In the following listing, work out how many lines contain the string "below", and state only that number.
------------
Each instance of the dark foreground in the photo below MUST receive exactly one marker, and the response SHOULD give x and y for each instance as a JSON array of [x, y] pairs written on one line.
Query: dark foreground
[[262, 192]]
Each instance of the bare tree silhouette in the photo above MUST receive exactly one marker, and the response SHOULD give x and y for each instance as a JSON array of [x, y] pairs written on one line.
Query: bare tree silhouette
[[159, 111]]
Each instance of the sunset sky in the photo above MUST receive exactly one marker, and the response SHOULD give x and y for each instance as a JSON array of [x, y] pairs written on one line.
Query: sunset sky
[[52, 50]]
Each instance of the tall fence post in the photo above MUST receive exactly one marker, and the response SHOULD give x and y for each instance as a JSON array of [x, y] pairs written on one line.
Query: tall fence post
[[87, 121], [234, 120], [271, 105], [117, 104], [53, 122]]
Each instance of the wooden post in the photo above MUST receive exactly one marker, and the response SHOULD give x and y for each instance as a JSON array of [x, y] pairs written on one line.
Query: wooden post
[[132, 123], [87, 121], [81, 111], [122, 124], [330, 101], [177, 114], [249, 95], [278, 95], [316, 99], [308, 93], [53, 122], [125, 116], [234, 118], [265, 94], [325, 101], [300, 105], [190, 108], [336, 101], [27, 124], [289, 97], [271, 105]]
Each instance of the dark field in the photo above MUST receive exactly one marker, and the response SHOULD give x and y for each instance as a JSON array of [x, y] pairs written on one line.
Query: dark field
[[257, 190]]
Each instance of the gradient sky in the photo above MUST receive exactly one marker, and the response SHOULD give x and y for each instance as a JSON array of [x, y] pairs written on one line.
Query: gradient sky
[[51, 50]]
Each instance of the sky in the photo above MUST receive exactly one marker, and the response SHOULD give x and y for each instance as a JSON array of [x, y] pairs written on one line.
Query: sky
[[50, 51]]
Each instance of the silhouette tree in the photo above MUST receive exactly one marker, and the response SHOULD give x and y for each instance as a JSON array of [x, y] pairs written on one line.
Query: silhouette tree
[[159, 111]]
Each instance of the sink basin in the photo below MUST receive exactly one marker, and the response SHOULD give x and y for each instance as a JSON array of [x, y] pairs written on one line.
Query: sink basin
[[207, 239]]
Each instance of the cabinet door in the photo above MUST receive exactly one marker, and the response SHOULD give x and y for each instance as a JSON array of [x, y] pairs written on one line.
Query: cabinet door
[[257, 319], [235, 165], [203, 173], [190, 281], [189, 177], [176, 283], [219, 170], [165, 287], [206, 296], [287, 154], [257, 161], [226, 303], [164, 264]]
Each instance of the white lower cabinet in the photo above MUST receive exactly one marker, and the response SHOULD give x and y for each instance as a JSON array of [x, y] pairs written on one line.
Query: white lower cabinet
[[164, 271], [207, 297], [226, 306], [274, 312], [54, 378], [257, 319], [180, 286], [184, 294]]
------------
RESPONSE AREA: 2